Una riflessione sull’intervista di Selvaggia Lucarelli al dottor De Donno, che la chiama “carina”

Il dottor De Donno è salito agli onori della cronaca per via delle sue sperimentazioni con il plasma iperimmune allo scopo di mandare avanti gli studi per trovare un vaccino per il coronavirus. Dopo una serie di tentativi, Selvaggia Lucarelli è riuscita ad ottenere un’intervista con il medico che è stato ospitato in diretta sulla pagine Facebook di Matteo Salvini e che, ultimamente, è sparito dai radar dei social. Durante l’intervista puntuale organizzata da Selvaggia Lucarelli si nota come, a un certo punto, l’uomo la chiami “carina”, come fa notare Giornalettismo.



Il “carina” di De Donno alla Lucarelli: una riflessione

Riportiamo integralmente il pezzo dell’intervista che scaturisce la riflessione:

Non ha iniziato Pavia prima di voi?
No, carina, vede com’è brava lei, non conosce la tempistica degli arruolamenti.



Perché mi chiama “carina”? Non abbiamo questa confidenza.
È un modo affettuoso. Lei riporta le discussioni con miei infermieri? Allora le dico che l’altro giorno mi ha chiamato un suo collega del Fatto e mi ha detto delle cose terribili su di lei, mi sono vergognato per lui.

Il dottor De Donno ha scelto, in un contesto formale come il rilascio di un’intervista, di appellarsi a Selvaggia Lucarelli con “carina”. E lo ha fatto nel momento in cui le domande si sono fatte scomode. Selvaggia Lucarelli ha il compito di fare domande di questo tipo, di chiedere conto della cura in questione e dei criteri per scegliere i pazienti. Cosa autorizza De Donno, dal momento in cui pensa che la Lucarelli lo stia provocando, ad assumere un tale atteggiamento paternalista? E ancora, lo avrebbe fatto se la Lucarelli fosse stata un uomo?



La cultura maschilista passa anche da questo

Il maschilismo di cui la cultura italiana è pregna passa anche da questo. Perché il solo modo di fermare una giornalista donna deve essere quello di far discriminarla per il suo genere? A un uomo De Donno si sarebbe mai rivolto con l’appellativo “carino”? E, ancora, si sarebbe mai permesso di “buttarla in caciara”, facendo riferimento a non si sa quali colleghi del Fatto che avrebbero parlato male della Lucarelli chiamandolo apposta per farlo? In quale mondo chiamare “carina” una persona che sta facendo il proprio lavoro è affetto? “Lei riporta le discussioni con miei infermieri? Allora le dico che l’altro giorno mi ha chiamato un suo collega del Fatto e mi ha detto delle cose terribili su di lei, mi sono vergognato per lui”, dice De Donno, ma cosa ha a che fare questo con la domanda che Selvaggia Lucarelli gli ha rivolto facendo semplicemente quello che è il suo mestiere? Un atteggiamento paternalistico di superiorità quando conviene di cui non abbiamo assolutamente bisogno per portare la società dove è giusto che vada, ovvero in un luogo e in un tempo in cui una giornalista non verrà mai e poi mai appellata come “carina” nel corso di un’intervista.
-.-.-
### COMPITO 1
Elenca tutte le persone che il testo nomina con il loro nome proprio.
### COMPITO 2
Riproduci il passo del testo che va da "Il dottor De Donno è" fino a "prima di voi?".
-.-.-
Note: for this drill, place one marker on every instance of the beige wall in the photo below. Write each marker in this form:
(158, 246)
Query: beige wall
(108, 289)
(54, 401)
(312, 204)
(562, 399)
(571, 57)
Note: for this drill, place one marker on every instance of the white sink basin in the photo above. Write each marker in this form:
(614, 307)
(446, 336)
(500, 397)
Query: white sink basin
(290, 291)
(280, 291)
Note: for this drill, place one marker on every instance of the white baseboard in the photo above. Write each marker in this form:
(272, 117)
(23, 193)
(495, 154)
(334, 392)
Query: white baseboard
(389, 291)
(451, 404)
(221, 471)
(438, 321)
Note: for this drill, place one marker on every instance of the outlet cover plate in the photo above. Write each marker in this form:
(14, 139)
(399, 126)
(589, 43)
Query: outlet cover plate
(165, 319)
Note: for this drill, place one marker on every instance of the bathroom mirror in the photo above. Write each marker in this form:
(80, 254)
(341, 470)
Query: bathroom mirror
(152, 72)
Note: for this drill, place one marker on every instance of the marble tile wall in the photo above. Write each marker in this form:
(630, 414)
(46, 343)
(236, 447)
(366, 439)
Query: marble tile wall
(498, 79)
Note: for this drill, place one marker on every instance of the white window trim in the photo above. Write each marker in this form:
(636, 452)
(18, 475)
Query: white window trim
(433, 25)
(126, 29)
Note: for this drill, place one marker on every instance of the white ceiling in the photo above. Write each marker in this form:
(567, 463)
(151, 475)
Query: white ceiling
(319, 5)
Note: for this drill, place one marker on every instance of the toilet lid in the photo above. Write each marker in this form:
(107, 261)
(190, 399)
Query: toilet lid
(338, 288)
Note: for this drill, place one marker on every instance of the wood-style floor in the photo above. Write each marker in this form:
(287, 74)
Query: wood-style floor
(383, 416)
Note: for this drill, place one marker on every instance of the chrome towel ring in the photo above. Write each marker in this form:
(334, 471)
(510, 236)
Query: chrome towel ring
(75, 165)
-.-.-
### SOLUZIONE 1
De Donno, Selvaggia Lucarelli, Matteo Salvini

### SOLUZIONE 2
Il dottor De Donno è salito agli onori della cronaca per via delle sue sperimentazioni con il plasma iperimmune allo scopo di mandare avanti gli studi per trovare un vaccino per il coronavirus. Dopo una serie di tentativi, Selvaggia Lucarelli è riuscita ad ottenere un’intervista con il medico che è stato ospitato in diretta sulla pagine Facebook di Matteo Salvini e che, ultimamente, è sparito dai radar dei social. Durante l’intervista puntuale organizzata da Selvaggia Lucarelli si nota come, a un certo punto, l’uomo la chiami “carina”, come fa notare Giornalettismo.



Il “carina” di De Donno alla Lucarelli: una riflessione

Riportiamo integralmente il pezzo dell’intervista che scaturisce la riflessione:

Non ha iniziato Pavia prima di voi?